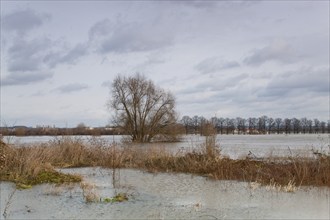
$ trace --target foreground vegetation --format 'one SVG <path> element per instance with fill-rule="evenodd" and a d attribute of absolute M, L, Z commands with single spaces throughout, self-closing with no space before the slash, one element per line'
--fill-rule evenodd
<path fill-rule="evenodd" d="M 260 184 L 294 184 L 330 187 L 330 155 L 315 152 L 315 158 L 230 159 L 216 147 L 215 137 L 192 152 L 169 153 L 161 148 L 120 147 L 102 139 L 62 137 L 34 146 L 13 146 L 1 141 L 0 180 L 26 188 L 40 183 L 79 182 L 81 177 L 62 174 L 56 168 L 101 166 L 135 168 L 149 172 L 182 172 L 217 180 Z"/>

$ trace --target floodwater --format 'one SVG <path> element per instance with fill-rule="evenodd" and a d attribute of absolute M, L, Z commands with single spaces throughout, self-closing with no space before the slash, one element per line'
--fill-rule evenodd
<path fill-rule="evenodd" d="M 6 137 L 5 137 L 6 138 Z M 75 137 L 77 138 L 77 137 Z M 79 137 L 88 141 L 91 137 Z M 120 143 L 121 136 L 97 137 Z M 54 137 L 13 137 L 11 143 L 47 142 Z M 233 159 L 252 152 L 257 157 L 313 156 L 311 149 L 329 152 L 329 134 L 308 135 L 218 135 L 224 156 Z M 5 139 L 6 141 L 6 139 Z M 184 136 L 179 143 L 152 143 L 142 147 L 190 151 L 205 141 L 199 135 Z M 127 193 L 121 203 L 87 203 L 79 184 L 43 184 L 16 190 L 0 182 L 1 216 L 7 219 L 330 219 L 330 189 L 301 187 L 295 192 L 261 187 L 255 183 L 215 181 L 189 174 L 146 173 L 133 169 L 116 171 L 115 187 L 111 169 L 75 168 L 101 200 Z"/>
<path fill-rule="evenodd" d="M 88 141 L 98 138 L 109 143 L 121 143 L 123 136 L 73 136 Z M 6 138 L 6 137 L 5 137 Z M 47 142 L 53 136 L 8 137 L 11 143 L 31 144 Z M 6 140 L 5 140 L 6 141 Z M 173 153 L 178 151 L 191 151 L 200 147 L 205 137 L 200 135 L 186 135 L 181 142 L 143 144 L 145 147 L 153 146 L 164 148 Z M 312 149 L 329 152 L 330 134 L 270 134 L 270 135 L 217 135 L 216 144 L 221 153 L 232 159 L 243 158 L 250 152 L 256 157 L 271 156 L 313 156 Z"/>
<path fill-rule="evenodd" d="M 17 190 L 1 182 L 1 214 L 8 219 L 329 219 L 330 190 L 301 187 L 284 192 L 236 181 L 215 181 L 188 174 L 152 174 L 132 169 L 62 169 L 79 173 L 102 199 L 127 193 L 116 203 L 84 200 L 78 184 L 39 185 Z M 9 205 L 8 205 L 9 204 Z M 1 216 L 3 218 L 3 216 Z"/>

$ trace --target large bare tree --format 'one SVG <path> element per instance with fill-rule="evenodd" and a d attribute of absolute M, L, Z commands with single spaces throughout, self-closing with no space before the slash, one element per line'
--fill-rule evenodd
<path fill-rule="evenodd" d="M 143 75 L 118 75 L 112 83 L 109 107 L 114 122 L 134 142 L 150 142 L 176 123 L 175 99 Z"/>

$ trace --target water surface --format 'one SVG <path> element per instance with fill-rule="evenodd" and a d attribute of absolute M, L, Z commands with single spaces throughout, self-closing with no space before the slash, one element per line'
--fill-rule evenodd
<path fill-rule="evenodd" d="M 41 143 L 53 140 L 53 136 L 9 137 L 10 142 L 17 144 Z M 60 138 L 60 137 L 57 137 Z M 88 142 L 92 138 L 102 139 L 108 143 L 122 144 L 123 136 L 73 136 Z M 173 153 L 191 151 L 205 142 L 200 135 L 186 135 L 177 143 L 151 143 L 140 147 L 158 147 Z M 270 156 L 304 156 L 312 157 L 312 149 L 330 151 L 330 134 L 271 134 L 271 135 L 217 135 L 217 145 L 223 155 L 233 159 L 247 156 L 250 152 L 256 157 Z M 123 144 L 127 145 L 127 144 Z"/>
<path fill-rule="evenodd" d="M 125 192 L 122 203 L 86 203 L 78 185 L 39 185 L 16 191 L 9 219 L 329 219 L 330 190 L 304 187 L 293 193 L 214 181 L 188 174 L 152 174 L 132 169 L 63 169 L 94 184 L 101 198 Z M 13 184 L 1 182 L 1 213 Z"/>

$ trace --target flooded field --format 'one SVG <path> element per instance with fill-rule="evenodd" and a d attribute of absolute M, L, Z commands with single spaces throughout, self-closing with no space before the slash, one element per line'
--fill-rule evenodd
<path fill-rule="evenodd" d="M 188 174 L 152 174 L 132 169 L 62 169 L 79 173 L 102 201 L 127 193 L 124 202 L 87 203 L 77 185 L 38 185 L 17 190 L 1 182 L 1 214 L 8 219 L 329 219 L 330 190 L 302 187 L 284 192 L 254 183 L 213 181 Z M 3 216 L 1 216 L 3 217 Z"/>
<path fill-rule="evenodd" d="M 91 138 L 98 138 L 108 143 L 121 143 L 123 136 L 73 136 L 88 141 Z M 53 136 L 28 136 L 28 137 L 7 137 L 11 143 L 31 144 L 53 140 Z M 57 137 L 61 138 L 61 137 Z M 5 139 L 6 140 L 6 139 Z M 151 143 L 143 144 L 141 147 L 158 147 L 169 150 L 173 153 L 178 151 L 191 151 L 200 147 L 205 142 L 205 137 L 200 135 L 186 135 L 181 142 L 176 143 Z M 245 157 L 249 152 L 256 157 L 270 156 L 313 156 L 312 149 L 320 151 L 330 150 L 329 134 L 271 134 L 271 135 L 218 135 L 216 139 L 222 154 L 232 159 Z"/>
<path fill-rule="evenodd" d="M 74 138 L 88 142 L 92 137 Z M 121 136 L 97 139 L 121 143 Z M 54 137 L 15 137 L 10 141 L 24 145 L 49 140 Z M 137 147 L 163 148 L 175 153 L 196 149 L 204 141 L 204 137 L 189 135 L 178 143 Z M 222 155 L 233 159 L 249 152 L 257 157 L 313 156 L 312 149 L 330 150 L 328 134 L 218 135 L 217 143 Z M 82 175 L 83 184 L 89 186 L 89 193 L 97 202 L 86 202 L 86 189 L 80 184 L 42 184 L 15 190 L 13 183 L 0 182 L 1 219 L 330 219 L 329 188 L 285 190 L 254 182 L 134 169 L 117 169 L 115 176 L 112 169 L 99 167 L 60 171 Z M 118 193 L 128 195 L 128 201 L 105 202 Z"/>

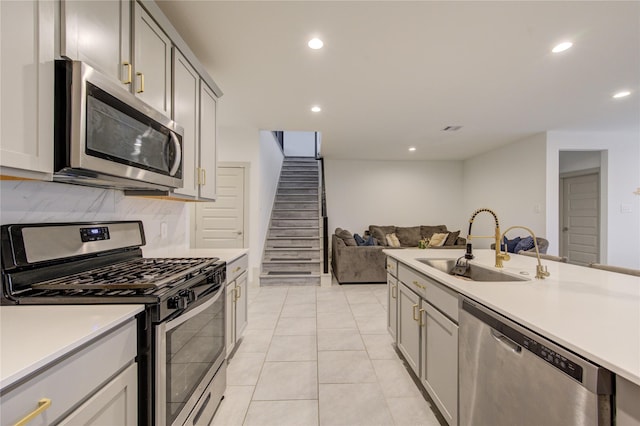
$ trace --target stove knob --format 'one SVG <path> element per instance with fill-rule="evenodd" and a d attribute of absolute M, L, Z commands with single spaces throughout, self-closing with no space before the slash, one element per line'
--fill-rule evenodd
____
▸ EXERCISE GOAL
Because only the text is wanted, copy each record above precisely and omit its pictures.

▸ EXERCISE OUTPUT
$ trace --target foreground vegetation --format 'one SVG <path> element per instance with fill-rule="evenodd" and a d attribute of absolute M, L, Z commands with single spaces throughout, self-closing with no space before the slash, one element per line'
--fill-rule evenodd
<path fill-rule="evenodd" d="M 260 184 L 294 184 L 330 187 L 330 155 L 315 152 L 315 158 L 230 159 L 216 147 L 215 137 L 192 152 L 169 153 L 161 148 L 120 147 L 102 139 L 62 137 L 34 146 L 13 146 L 1 141 L 0 180 L 26 188 L 40 183 L 79 182 L 81 177 L 62 174 L 56 168 L 101 166 L 135 168 L 149 172 L 182 172 L 217 180 Z"/>

$ trace --target floodwater --format 'one SVG <path> element per instance with fill-rule="evenodd" and a d attribute of absolute M, L, Z commands with single spaces throughout, self-closing with no space before the slash, one element per line'
--fill-rule evenodd
<path fill-rule="evenodd" d="M 6 137 L 5 137 L 6 138 Z M 75 137 L 77 138 L 77 137 Z M 79 137 L 88 141 L 91 137 Z M 120 143 L 121 136 L 97 137 Z M 54 137 L 13 137 L 11 143 L 47 142 Z M 233 159 L 252 152 L 257 157 L 313 156 L 311 149 L 329 152 L 329 134 L 308 135 L 218 135 L 224 156 Z M 5 139 L 6 141 L 6 139 Z M 184 136 L 179 143 L 152 143 L 142 147 L 190 151 L 205 141 L 199 135 Z M 127 193 L 121 203 L 87 203 L 79 184 L 43 184 L 16 190 L 0 182 L 1 216 L 7 219 L 330 219 L 330 189 L 301 187 L 295 192 L 261 187 L 255 183 L 215 181 L 189 174 L 146 173 L 133 169 L 116 171 L 115 187 L 111 169 L 75 168 L 101 200 Z"/>
<path fill-rule="evenodd" d="M 88 141 L 98 138 L 109 143 L 121 143 L 123 136 L 73 136 Z M 6 138 L 6 137 L 5 137 Z M 47 142 L 53 136 L 8 137 L 11 143 L 31 144 Z M 6 140 L 5 140 L 6 141 Z M 173 153 L 178 151 L 191 151 L 200 147 L 205 137 L 200 135 L 186 135 L 181 142 L 143 144 L 145 147 L 153 146 L 164 148 Z M 312 149 L 329 152 L 330 134 L 270 134 L 270 135 L 217 135 L 216 144 L 221 153 L 232 159 L 243 158 L 250 152 L 256 157 L 271 156 L 313 156 Z"/>
<path fill-rule="evenodd" d="M 17 190 L 1 182 L 1 214 L 8 219 L 329 219 L 330 190 L 301 187 L 284 192 L 236 181 L 215 181 L 188 174 L 152 174 L 132 169 L 62 169 L 79 173 L 102 199 L 127 193 L 116 203 L 84 200 L 78 184 L 39 185 Z M 9 205 L 8 205 L 9 204 Z M 1 216 L 3 218 L 3 216 Z"/>

$ trace --target large bare tree --format 'one SVG <path> element per instance with fill-rule="evenodd" and a d attribute of absolute M, L, Z commands with single spaces throughout, self-closing with no space before the slash, one element per line'
--fill-rule evenodd
<path fill-rule="evenodd" d="M 143 75 L 118 75 L 112 83 L 109 107 L 114 122 L 134 142 L 150 142 L 176 123 L 175 99 Z"/>

$ trace --target water surface --format 'one SVG <path> element per instance with fill-rule="evenodd" and a d attribute of absolute M, L, Z commands with single spaces throughout, self-closing with no space before the slash, one element per line'
--fill-rule evenodd
<path fill-rule="evenodd" d="M 41 143 L 53 140 L 53 136 L 9 137 L 10 142 L 17 144 Z M 60 138 L 60 137 L 57 137 Z M 88 142 L 92 138 L 102 139 L 108 143 L 122 144 L 123 136 L 73 136 Z M 173 153 L 191 151 L 205 142 L 200 135 L 186 135 L 177 143 L 151 143 L 140 147 L 158 147 Z M 270 156 L 304 156 L 312 157 L 312 149 L 330 151 L 330 134 L 271 134 L 271 135 L 217 135 L 217 145 L 223 155 L 233 159 L 247 156 L 250 152 L 256 157 Z M 123 144 L 127 145 L 127 144 Z"/>
<path fill-rule="evenodd" d="M 125 192 L 122 203 L 86 203 L 78 185 L 39 185 L 16 191 L 9 219 L 329 219 L 330 190 L 304 187 L 293 193 L 214 181 L 188 174 L 152 174 L 132 169 L 63 169 L 94 184 L 101 198 Z M 13 184 L 1 182 L 1 213 Z"/>

$ trace --target flooded field --format 'one SVG <path> element per instance with fill-rule="evenodd" and a d attribute of absolute M, L, Z commands with single spaces throughout, self-closing with no space before the slash, one element per line'
--fill-rule evenodd
<path fill-rule="evenodd" d="M 188 174 L 152 174 L 132 169 L 62 169 L 79 173 L 102 201 L 127 193 L 124 202 L 87 203 L 77 185 L 38 185 L 17 190 L 1 182 L 1 214 L 8 219 L 329 219 L 330 190 L 302 187 L 284 192 L 254 183 L 213 181 Z M 3 216 L 1 216 L 3 217 Z"/>
<path fill-rule="evenodd" d="M 91 138 L 98 138 L 108 143 L 121 143 L 123 136 L 73 136 L 88 141 Z M 53 136 L 28 136 L 28 137 L 7 137 L 11 143 L 31 144 L 53 140 Z M 57 137 L 61 138 L 61 137 Z M 5 139 L 6 140 L 6 139 Z M 151 143 L 143 144 L 141 147 L 158 147 L 169 150 L 173 153 L 178 151 L 191 151 L 200 147 L 205 142 L 205 137 L 200 135 L 186 135 L 181 142 L 176 143 Z M 245 157 L 249 152 L 256 157 L 270 156 L 313 156 L 312 149 L 320 151 L 330 150 L 329 134 L 271 134 L 271 135 L 218 135 L 216 139 L 222 154 L 232 159 Z"/>
<path fill-rule="evenodd" d="M 74 138 L 88 142 L 92 137 Z M 121 136 L 97 139 L 121 143 Z M 54 137 L 15 137 L 10 141 L 24 145 L 49 140 Z M 137 147 L 163 148 L 175 153 L 196 149 L 204 141 L 204 137 L 189 135 L 178 143 Z M 222 155 L 233 159 L 249 152 L 257 157 L 313 156 L 312 149 L 330 150 L 328 134 L 218 135 L 217 143 Z M 82 175 L 83 184 L 89 186 L 89 193 L 97 202 L 86 202 L 86 189 L 80 184 L 42 184 L 15 190 L 13 183 L 0 182 L 1 219 L 330 219 L 329 188 L 285 190 L 254 182 L 134 169 L 117 169 L 115 176 L 112 169 L 99 167 L 60 171 Z M 118 193 L 128 195 L 128 201 L 105 202 Z"/>

$ trace --target stove knob --format 'one SVG <path> element per instance with fill-rule="evenodd" and a d attribute of absolute M, L, Z commands with single spaces throughout, self-closing with no space before the slash, one element per line'
--fill-rule evenodd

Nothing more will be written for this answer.